* WHAT TO DO
A single number is required: how many lines in the data below contain "item".

[Saved data entries]

[Start of Attachment]

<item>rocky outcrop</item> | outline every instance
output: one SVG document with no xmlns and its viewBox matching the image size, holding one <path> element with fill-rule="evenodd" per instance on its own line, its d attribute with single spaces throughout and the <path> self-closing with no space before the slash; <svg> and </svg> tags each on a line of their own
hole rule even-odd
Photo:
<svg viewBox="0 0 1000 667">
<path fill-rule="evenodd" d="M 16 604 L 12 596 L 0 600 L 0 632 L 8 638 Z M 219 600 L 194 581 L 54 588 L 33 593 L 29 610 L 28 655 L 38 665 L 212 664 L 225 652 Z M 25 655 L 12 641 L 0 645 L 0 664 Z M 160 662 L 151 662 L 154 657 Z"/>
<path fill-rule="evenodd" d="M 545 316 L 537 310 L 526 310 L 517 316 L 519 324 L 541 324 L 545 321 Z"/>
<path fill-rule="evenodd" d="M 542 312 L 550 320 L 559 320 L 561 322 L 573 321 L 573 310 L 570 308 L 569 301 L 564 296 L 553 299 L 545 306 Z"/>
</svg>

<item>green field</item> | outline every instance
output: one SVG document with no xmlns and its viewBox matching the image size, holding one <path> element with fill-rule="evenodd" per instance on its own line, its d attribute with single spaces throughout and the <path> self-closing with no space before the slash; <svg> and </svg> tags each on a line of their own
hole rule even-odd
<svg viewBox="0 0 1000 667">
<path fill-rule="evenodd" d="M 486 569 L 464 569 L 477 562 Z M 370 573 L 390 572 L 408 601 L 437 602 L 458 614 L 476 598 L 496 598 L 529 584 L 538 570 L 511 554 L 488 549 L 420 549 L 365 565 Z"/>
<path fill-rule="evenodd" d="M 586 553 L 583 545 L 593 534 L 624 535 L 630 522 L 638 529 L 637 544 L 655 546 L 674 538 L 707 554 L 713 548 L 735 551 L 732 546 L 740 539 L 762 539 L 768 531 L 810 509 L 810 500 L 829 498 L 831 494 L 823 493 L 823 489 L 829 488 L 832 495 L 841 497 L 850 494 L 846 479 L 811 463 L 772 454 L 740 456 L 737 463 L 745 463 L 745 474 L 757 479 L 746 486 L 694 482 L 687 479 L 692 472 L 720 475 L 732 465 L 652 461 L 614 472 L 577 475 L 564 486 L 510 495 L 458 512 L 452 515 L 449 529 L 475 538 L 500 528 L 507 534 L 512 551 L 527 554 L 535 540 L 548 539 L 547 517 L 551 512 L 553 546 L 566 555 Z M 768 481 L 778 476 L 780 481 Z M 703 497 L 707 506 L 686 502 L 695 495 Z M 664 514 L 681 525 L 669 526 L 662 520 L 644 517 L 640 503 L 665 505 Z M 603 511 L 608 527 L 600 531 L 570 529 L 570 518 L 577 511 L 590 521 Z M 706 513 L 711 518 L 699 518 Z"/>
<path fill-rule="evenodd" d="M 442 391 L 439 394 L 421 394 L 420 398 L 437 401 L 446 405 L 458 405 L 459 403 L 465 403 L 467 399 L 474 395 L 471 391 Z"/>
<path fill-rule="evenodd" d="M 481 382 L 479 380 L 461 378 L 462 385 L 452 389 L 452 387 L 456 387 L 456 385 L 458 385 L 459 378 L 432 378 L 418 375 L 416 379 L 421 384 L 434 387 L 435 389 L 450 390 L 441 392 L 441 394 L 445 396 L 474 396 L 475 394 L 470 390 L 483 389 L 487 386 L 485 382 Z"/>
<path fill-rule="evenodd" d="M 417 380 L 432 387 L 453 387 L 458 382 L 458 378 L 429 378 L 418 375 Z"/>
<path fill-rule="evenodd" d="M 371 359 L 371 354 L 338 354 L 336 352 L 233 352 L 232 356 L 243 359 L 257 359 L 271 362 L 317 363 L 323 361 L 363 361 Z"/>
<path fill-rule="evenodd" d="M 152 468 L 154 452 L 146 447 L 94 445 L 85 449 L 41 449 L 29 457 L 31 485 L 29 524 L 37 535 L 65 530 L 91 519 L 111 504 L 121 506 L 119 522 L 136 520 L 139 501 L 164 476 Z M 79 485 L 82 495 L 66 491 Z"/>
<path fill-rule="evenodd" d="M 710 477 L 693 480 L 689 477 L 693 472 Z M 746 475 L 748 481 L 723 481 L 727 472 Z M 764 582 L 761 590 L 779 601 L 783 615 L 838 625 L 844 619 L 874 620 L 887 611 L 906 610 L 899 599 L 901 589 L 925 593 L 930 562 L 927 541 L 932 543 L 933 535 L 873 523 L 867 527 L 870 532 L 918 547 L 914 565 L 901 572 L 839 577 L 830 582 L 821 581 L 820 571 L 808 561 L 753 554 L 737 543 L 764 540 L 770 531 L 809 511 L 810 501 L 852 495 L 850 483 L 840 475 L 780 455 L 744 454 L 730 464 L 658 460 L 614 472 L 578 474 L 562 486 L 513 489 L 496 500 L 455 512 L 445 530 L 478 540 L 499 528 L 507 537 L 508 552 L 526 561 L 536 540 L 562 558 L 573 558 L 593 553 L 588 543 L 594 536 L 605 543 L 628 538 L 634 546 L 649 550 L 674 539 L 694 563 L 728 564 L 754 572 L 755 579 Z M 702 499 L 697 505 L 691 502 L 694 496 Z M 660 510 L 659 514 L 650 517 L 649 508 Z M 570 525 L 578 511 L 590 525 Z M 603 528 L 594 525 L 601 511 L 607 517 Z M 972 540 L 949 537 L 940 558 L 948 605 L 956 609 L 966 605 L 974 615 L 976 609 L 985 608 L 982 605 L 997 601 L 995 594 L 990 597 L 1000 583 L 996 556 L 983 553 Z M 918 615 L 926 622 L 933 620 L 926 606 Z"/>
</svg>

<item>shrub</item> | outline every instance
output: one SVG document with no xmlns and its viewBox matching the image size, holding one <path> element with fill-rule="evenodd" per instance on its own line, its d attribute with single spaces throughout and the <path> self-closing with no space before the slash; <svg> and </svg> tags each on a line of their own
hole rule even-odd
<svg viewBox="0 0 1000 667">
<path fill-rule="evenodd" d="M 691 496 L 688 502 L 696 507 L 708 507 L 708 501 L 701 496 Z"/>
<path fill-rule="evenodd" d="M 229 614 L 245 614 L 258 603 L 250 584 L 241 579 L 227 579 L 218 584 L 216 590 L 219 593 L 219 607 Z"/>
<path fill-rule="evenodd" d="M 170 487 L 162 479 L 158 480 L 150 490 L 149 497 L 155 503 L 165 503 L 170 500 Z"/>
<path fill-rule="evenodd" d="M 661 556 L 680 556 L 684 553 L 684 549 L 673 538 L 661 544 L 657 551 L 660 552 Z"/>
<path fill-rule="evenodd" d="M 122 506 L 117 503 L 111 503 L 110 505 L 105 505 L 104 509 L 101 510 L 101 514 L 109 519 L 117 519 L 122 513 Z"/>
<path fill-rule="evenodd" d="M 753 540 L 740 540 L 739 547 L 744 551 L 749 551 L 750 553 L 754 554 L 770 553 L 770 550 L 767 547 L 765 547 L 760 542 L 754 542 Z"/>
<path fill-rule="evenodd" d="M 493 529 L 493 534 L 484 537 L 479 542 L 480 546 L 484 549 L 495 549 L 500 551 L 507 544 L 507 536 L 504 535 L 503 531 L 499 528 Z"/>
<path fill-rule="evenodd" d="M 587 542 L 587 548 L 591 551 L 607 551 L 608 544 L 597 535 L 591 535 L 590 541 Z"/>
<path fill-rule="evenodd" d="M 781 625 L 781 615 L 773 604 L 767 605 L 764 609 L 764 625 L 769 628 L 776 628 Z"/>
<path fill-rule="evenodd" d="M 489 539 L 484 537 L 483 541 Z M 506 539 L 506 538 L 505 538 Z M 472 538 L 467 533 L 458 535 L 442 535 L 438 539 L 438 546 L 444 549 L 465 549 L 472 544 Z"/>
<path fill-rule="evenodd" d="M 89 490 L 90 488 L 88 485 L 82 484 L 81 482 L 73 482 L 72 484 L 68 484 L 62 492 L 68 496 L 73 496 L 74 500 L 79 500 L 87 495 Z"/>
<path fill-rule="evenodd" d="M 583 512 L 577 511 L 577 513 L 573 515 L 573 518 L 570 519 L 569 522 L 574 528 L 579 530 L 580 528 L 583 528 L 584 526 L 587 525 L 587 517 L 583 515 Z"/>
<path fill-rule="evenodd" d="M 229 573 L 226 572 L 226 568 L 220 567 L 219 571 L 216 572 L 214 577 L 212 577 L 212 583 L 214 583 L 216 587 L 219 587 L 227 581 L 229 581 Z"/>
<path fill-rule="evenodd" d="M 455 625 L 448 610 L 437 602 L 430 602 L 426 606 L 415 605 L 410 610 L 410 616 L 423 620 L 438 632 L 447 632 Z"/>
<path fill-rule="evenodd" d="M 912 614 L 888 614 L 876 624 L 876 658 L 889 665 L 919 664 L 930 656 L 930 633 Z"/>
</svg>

[End of Attachment]

* SOLVED PROBLEM
3